PROBLEM TO SOLVE ▸
Your output should be the lines of the data that follow, reproduced exactly from the first through the line bearing "[locate] baby (give".

(PROVIDED RECORDS begins)

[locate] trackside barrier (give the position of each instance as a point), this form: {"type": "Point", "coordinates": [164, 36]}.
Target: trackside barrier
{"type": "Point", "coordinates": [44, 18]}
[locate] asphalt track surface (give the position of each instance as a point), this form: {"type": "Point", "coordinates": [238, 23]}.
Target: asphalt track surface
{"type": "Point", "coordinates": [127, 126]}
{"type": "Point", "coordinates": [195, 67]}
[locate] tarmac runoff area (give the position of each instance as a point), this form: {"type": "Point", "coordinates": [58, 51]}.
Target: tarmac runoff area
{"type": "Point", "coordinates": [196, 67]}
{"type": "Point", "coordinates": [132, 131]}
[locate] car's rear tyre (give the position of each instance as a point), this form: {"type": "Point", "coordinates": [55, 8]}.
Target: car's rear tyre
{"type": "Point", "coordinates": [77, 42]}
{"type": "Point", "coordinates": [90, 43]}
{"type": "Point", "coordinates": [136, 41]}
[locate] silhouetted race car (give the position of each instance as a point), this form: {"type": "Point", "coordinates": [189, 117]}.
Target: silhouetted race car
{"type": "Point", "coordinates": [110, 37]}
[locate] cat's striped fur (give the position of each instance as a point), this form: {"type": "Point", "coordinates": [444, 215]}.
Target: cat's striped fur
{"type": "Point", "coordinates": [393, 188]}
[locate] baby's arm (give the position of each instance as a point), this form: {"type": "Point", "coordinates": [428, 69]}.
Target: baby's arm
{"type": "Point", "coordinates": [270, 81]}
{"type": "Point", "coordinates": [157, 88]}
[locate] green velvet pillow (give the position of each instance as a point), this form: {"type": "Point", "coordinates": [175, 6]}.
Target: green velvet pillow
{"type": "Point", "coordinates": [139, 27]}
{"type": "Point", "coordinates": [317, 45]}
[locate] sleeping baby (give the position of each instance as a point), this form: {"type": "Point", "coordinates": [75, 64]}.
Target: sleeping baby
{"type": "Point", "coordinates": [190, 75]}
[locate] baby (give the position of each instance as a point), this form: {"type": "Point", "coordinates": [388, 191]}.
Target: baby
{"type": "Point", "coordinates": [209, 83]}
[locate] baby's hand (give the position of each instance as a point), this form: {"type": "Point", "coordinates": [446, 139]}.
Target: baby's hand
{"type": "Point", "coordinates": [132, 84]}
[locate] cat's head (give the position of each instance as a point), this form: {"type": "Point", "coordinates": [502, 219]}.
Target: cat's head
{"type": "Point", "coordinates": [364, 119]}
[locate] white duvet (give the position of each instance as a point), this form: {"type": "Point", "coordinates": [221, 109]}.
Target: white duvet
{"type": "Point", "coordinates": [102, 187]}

(PROVIDED RECORDS ends)

RESPONSE BOX ▸
[locate] trackside barrier (give the position of each instance as a point), this form: {"type": "Point", "coordinates": [164, 36]}.
Target: trackside barrier
{"type": "Point", "coordinates": [44, 18]}
[locate] asphalt track surface (give the position of each instance as a point), this form: {"type": "Point", "coordinates": [238, 23]}.
Target: asphalt track surface
{"type": "Point", "coordinates": [127, 126]}
{"type": "Point", "coordinates": [195, 67]}
[locate] tarmac runoff area (give the position of each instance as a point), this form: {"type": "Point", "coordinates": [58, 51]}.
Target: tarmac runoff area
{"type": "Point", "coordinates": [196, 67]}
{"type": "Point", "coordinates": [132, 131]}
[locate] car's rear tyre (give the position of each instance as a point), this form: {"type": "Point", "coordinates": [55, 8]}.
Target: car's rear tyre
{"type": "Point", "coordinates": [77, 42]}
{"type": "Point", "coordinates": [90, 43]}
{"type": "Point", "coordinates": [136, 41]}
[locate] silhouetted race car (give the position of each instance as a point), this form: {"type": "Point", "coordinates": [189, 117]}.
Target: silhouetted race car
{"type": "Point", "coordinates": [110, 37]}
[locate] cat's striped fur (give the position of each instance as a point), this form: {"type": "Point", "coordinates": [444, 215]}.
Target: cat's striped fur
{"type": "Point", "coordinates": [393, 188]}
[locate] baby's arm (give the position of each instance as a point), this form: {"type": "Point", "coordinates": [428, 69]}.
Target: baby's arm
{"type": "Point", "coordinates": [270, 81]}
{"type": "Point", "coordinates": [157, 88]}
[locate] green velvet pillow (give the position of each instance as a point), this form: {"type": "Point", "coordinates": [175, 6]}.
Target: green velvet pillow
{"type": "Point", "coordinates": [139, 27]}
{"type": "Point", "coordinates": [317, 45]}
[locate] sleeping baby (give the position of each instance as a point), this form: {"type": "Point", "coordinates": [75, 64]}.
Target: sleeping baby
{"type": "Point", "coordinates": [190, 75]}
[locate] baby (give the position of each instance as a point), this form: {"type": "Point", "coordinates": [388, 191]}.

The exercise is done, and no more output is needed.